--- Exercise ---
Can you rescale the stretch of the data from the line containing "Confirm that each instance of the grass verge" through the line containing "[[63, 197], [66, 197], [519, 213]]", both included, by writing out only those lines again, requests and all? Multiply each coordinate in the answers by 1.05 and round to whole numbers (halves go up), leaving the requests and their format samples unchanged.

--- Provided records ---
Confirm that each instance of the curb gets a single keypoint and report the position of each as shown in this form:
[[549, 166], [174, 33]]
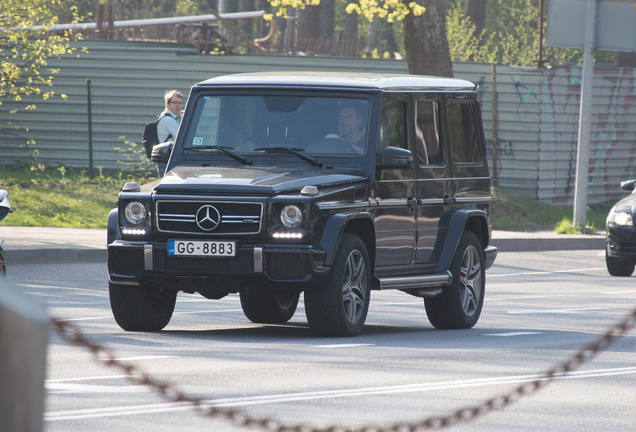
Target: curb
[[94, 255], [54, 256], [548, 244]]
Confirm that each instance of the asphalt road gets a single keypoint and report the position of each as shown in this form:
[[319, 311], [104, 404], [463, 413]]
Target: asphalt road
[[540, 308]]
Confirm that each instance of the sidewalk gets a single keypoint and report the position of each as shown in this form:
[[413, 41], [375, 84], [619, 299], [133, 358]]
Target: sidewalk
[[34, 245]]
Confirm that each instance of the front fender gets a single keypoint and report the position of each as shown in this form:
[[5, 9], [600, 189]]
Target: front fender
[[456, 225], [334, 228], [113, 226]]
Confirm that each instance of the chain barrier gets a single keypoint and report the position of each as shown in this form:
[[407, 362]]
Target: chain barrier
[[72, 334]]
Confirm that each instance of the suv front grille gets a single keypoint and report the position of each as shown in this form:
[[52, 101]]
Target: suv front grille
[[214, 217]]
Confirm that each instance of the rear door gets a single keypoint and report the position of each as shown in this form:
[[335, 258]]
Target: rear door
[[433, 172], [471, 180]]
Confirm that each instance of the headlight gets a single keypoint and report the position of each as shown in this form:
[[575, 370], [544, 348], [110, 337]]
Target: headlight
[[135, 212], [622, 218], [291, 216]]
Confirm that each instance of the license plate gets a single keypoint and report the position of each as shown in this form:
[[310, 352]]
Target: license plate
[[201, 248]]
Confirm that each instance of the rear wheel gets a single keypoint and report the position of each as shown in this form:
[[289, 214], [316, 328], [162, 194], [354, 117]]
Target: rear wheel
[[460, 304], [269, 307], [340, 308], [141, 308], [616, 267]]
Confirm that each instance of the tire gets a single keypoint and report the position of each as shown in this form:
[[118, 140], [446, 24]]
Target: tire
[[616, 267], [142, 308], [269, 307], [340, 308], [459, 306]]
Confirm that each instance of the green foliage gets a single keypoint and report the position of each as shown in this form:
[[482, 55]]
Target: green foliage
[[462, 42], [510, 211], [63, 197], [24, 50]]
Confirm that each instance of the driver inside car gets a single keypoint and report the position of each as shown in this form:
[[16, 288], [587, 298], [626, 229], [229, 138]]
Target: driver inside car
[[350, 120]]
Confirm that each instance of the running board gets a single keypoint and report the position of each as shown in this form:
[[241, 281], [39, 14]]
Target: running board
[[410, 282]]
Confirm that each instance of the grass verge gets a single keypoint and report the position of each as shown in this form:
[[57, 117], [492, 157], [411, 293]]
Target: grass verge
[[63, 197], [66, 197], [519, 213]]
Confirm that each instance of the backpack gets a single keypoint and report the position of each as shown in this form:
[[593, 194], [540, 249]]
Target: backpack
[[150, 138]]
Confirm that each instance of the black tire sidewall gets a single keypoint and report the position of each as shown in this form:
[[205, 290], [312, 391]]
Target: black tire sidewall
[[446, 311], [132, 307], [325, 306]]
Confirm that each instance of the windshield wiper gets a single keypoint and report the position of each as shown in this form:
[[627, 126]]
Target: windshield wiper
[[293, 151], [227, 151]]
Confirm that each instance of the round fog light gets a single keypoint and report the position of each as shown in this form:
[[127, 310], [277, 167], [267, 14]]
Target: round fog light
[[135, 212], [291, 216]]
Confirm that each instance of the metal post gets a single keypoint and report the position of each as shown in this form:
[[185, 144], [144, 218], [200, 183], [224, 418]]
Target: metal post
[[24, 329], [541, 61], [585, 118], [90, 129], [495, 108]]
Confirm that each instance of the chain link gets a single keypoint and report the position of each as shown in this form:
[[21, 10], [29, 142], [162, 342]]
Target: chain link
[[72, 334]]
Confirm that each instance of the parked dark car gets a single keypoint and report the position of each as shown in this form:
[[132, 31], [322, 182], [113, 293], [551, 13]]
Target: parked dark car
[[331, 185], [620, 250]]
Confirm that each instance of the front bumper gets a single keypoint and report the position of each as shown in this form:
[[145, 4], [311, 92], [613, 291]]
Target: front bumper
[[621, 241], [280, 266]]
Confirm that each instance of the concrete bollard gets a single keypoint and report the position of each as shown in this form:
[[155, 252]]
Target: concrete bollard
[[24, 327]]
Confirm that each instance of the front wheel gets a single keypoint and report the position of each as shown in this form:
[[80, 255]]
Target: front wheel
[[340, 308], [141, 308], [269, 307], [616, 267], [459, 305]]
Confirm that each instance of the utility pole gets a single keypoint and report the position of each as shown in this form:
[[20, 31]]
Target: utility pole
[[585, 118]]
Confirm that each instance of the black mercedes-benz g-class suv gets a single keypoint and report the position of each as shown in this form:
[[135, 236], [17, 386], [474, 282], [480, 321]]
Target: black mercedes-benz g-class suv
[[332, 185]]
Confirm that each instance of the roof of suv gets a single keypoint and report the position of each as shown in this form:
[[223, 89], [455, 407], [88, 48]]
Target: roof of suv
[[390, 82]]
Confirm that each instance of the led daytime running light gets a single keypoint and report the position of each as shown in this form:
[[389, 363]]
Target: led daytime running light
[[130, 231], [287, 235]]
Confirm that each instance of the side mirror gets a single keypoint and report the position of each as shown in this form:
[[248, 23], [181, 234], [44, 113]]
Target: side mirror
[[628, 185], [161, 152], [396, 158]]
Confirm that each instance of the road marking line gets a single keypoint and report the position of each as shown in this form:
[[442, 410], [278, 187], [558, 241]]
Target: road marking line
[[86, 319], [512, 334], [329, 394], [556, 311], [340, 345], [87, 378], [88, 388], [520, 297], [142, 358], [542, 273], [213, 311]]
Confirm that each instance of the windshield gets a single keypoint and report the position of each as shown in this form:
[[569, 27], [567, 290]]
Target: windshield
[[256, 124]]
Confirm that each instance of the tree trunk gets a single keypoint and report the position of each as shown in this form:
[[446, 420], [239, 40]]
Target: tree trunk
[[308, 28], [373, 36], [625, 59], [425, 41], [476, 11], [351, 34], [327, 11]]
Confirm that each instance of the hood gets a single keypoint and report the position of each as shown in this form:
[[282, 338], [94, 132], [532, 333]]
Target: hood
[[253, 180], [627, 204]]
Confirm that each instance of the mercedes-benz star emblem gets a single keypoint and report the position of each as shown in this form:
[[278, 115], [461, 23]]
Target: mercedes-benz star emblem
[[208, 218]]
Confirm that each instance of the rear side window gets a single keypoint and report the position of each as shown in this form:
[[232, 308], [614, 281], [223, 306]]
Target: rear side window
[[427, 133], [464, 133], [392, 130]]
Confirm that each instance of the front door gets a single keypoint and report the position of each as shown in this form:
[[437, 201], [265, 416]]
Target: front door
[[395, 191]]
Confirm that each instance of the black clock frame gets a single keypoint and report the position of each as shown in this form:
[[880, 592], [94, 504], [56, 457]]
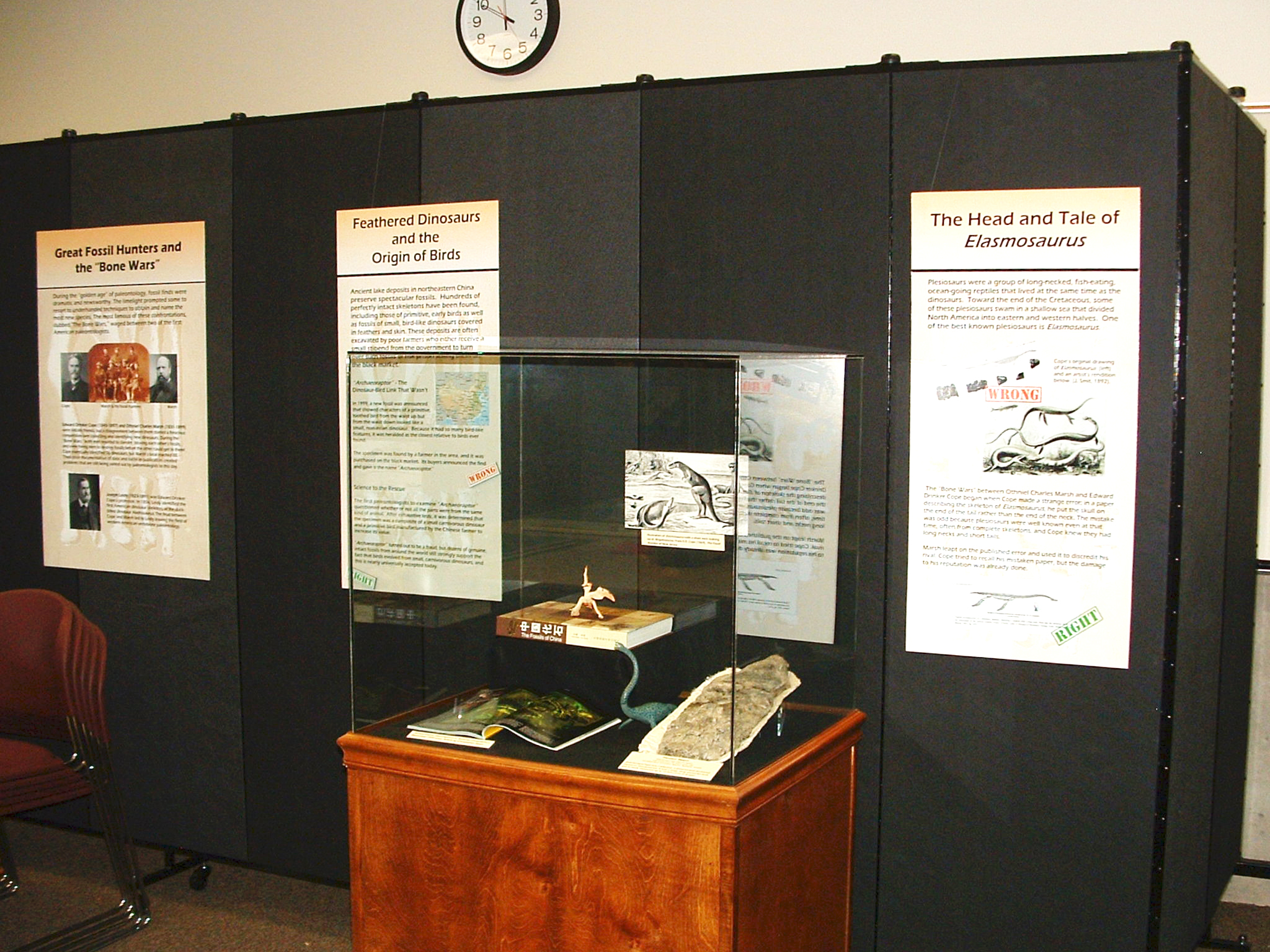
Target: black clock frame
[[528, 63]]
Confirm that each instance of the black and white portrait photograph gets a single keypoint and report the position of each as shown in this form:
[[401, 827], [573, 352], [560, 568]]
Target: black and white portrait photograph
[[86, 506], [163, 379], [74, 379]]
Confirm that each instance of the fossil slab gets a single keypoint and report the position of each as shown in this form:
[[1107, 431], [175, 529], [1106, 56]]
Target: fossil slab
[[703, 728]]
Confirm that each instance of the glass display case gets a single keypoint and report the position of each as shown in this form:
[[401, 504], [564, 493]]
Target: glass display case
[[621, 563]]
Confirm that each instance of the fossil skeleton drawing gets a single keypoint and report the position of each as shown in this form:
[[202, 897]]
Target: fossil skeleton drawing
[[1047, 439]]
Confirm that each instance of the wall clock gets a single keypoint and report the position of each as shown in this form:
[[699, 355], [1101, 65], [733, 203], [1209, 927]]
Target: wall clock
[[507, 36]]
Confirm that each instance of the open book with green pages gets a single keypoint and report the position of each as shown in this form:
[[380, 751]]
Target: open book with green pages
[[554, 720]]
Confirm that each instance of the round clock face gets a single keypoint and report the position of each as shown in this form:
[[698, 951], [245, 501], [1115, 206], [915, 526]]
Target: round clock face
[[507, 36]]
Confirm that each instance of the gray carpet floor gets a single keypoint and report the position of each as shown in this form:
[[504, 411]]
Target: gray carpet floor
[[65, 878]]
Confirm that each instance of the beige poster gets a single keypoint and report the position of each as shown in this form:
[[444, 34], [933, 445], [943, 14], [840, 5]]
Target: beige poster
[[426, 478], [414, 278], [123, 399], [1024, 425]]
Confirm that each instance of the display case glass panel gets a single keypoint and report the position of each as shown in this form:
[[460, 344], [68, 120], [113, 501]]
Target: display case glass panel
[[611, 562]]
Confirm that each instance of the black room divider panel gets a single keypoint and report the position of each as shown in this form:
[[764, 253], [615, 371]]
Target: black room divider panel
[[290, 177], [36, 198], [173, 674], [566, 173]]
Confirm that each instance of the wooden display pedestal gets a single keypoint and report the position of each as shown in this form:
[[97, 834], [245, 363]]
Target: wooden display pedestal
[[456, 850]]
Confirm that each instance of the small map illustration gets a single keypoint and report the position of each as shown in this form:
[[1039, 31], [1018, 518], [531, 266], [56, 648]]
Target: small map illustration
[[463, 399]]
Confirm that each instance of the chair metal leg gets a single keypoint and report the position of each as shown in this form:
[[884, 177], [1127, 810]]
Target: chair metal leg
[[133, 913], [8, 870]]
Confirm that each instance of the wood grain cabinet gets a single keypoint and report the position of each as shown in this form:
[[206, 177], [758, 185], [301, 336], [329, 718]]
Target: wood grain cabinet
[[456, 851]]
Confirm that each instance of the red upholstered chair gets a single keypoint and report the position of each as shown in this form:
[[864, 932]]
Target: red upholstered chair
[[52, 667]]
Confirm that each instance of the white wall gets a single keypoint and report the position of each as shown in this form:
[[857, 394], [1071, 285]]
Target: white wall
[[118, 65]]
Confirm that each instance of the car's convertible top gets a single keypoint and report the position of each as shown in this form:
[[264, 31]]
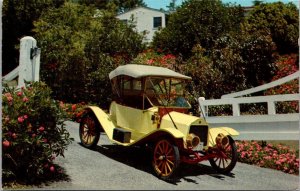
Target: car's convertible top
[[137, 71]]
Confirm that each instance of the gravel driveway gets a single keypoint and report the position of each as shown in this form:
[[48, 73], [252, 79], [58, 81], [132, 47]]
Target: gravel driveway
[[120, 168]]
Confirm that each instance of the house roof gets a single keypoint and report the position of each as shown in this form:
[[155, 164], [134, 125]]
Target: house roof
[[137, 71], [152, 9]]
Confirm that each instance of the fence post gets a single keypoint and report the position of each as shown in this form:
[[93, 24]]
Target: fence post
[[29, 61]]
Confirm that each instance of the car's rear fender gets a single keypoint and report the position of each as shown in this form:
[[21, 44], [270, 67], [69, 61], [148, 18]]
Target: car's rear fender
[[213, 133], [104, 119]]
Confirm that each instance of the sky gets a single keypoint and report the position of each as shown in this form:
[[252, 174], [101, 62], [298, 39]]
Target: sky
[[157, 4]]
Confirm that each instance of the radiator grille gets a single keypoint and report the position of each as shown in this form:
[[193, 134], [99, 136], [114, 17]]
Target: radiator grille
[[201, 131]]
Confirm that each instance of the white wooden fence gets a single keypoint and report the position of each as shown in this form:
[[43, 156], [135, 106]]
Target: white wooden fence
[[29, 63], [271, 126]]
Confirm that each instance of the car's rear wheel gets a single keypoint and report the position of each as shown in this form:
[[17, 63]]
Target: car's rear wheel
[[165, 159], [89, 131], [226, 164]]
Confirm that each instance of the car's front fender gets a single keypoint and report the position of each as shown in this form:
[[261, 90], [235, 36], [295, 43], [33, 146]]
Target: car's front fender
[[213, 133]]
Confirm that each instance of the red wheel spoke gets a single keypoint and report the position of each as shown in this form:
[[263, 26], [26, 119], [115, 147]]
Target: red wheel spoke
[[170, 169], [223, 163], [219, 162], [166, 169], [161, 150], [170, 162], [166, 148]]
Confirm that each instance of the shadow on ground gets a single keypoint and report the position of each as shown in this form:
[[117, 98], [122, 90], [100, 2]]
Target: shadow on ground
[[140, 158]]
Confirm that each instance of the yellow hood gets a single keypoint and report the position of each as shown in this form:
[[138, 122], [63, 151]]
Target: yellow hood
[[182, 121]]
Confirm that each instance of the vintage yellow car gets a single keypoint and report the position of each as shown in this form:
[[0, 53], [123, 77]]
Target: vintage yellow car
[[150, 108]]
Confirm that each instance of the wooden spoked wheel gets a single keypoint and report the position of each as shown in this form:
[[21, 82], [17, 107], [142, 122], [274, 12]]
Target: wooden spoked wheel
[[225, 163], [89, 131], [165, 159]]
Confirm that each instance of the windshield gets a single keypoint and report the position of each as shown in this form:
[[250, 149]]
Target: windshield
[[169, 92]]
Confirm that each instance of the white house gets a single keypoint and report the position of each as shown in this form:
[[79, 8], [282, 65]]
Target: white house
[[147, 20]]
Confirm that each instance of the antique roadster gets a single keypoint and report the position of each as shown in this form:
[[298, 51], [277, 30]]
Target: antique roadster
[[149, 108]]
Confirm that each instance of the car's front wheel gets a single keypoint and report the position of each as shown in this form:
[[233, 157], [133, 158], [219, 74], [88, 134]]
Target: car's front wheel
[[165, 159], [89, 131], [225, 164]]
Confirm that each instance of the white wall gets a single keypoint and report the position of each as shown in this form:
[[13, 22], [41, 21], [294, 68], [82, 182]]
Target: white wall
[[143, 18]]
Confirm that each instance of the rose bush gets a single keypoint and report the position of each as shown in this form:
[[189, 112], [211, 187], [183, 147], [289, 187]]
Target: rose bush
[[33, 133], [74, 111], [277, 157]]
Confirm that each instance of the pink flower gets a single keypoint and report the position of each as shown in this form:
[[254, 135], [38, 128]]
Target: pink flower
[[6, 143], [14, 135], [6, 119], [9, 99], [7, 95], [41, 128], [151, 61], [73, 107], [21, 119], [52, 169], [25, 99]]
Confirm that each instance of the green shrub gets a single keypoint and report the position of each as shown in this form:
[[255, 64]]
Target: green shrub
[[33, 133]]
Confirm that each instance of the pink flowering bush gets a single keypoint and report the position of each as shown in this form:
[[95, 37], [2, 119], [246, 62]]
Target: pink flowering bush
[[153, 58], [33, 133], [277, 157]]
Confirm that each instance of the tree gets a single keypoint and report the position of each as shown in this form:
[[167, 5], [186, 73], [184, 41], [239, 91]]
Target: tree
[[122, 5], [280, 21], [18, 17], [197, 22], [81, 51], [172, 6]]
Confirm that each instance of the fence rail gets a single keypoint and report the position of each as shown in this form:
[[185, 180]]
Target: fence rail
[[271, 126]]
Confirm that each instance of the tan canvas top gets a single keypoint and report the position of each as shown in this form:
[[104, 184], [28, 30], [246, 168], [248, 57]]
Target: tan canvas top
[[137, 71]]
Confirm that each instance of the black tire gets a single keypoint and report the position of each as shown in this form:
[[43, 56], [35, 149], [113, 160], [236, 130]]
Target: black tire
[[223, 165], [89, 131], [165, 159]]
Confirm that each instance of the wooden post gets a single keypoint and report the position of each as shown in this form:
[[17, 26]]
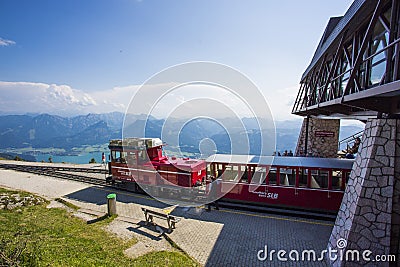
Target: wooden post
[[111, 204]]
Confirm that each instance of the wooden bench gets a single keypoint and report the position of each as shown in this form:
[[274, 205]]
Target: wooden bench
[[171, 219]]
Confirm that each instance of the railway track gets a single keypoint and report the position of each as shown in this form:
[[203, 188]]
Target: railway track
[[65, 173], [59, 172]]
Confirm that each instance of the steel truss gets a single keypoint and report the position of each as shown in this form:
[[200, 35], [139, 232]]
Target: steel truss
[[357, 74]]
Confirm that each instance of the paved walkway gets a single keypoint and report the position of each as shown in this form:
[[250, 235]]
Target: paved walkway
[[217, 238]]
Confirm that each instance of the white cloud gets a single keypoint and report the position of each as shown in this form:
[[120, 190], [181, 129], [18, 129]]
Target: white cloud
[[5, 42], [29, 97], [23, 97]]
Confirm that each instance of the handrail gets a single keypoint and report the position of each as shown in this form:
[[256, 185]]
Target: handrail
[[350, 138]]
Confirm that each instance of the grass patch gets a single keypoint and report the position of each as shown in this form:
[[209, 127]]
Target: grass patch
[[37, 236], [66, 203], [164, 258]]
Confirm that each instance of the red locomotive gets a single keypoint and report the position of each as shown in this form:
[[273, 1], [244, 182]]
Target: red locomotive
[[140, 160], [292, 182]]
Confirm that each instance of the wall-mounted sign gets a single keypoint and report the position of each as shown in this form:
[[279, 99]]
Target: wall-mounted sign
[[324, 134]]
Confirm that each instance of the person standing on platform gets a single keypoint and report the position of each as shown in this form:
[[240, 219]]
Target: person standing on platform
[[103, 158], [213, 188]]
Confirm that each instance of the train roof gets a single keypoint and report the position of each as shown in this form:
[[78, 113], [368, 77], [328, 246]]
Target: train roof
[[136, 142], [310, 162]]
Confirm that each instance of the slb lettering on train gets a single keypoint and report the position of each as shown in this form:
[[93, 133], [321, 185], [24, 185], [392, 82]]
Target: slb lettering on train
[[268, 195]]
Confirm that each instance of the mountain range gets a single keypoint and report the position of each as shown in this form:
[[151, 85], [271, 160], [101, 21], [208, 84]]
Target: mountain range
[[226, 136]]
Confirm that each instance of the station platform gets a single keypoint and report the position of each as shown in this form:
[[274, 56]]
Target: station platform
[[222, 237]]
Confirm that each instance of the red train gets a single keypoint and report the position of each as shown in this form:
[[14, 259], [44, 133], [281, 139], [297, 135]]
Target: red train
[[293, 182]]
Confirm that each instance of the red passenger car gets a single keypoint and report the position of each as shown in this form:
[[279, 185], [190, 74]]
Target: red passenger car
[[141, 160], [292, 182]]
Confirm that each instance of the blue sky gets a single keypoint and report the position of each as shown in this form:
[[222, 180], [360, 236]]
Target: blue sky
[[93, 54]]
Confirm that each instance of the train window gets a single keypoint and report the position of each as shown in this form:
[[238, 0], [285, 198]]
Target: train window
[[287, 176], [319, 179], [116, 156], [131, 157], [244, 173], [303, 175], [272, 176], [230, 174], [259, 176], [337, 176]]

--- Expected answer ---
Confirm that each instance of the grass verge gets a single keypoint and report the position of each as shown in this form:
[[57, 117], [492, 157], [411, 293]]
Target: grass verge
[[66, 207], [69, 207], [545, 224]]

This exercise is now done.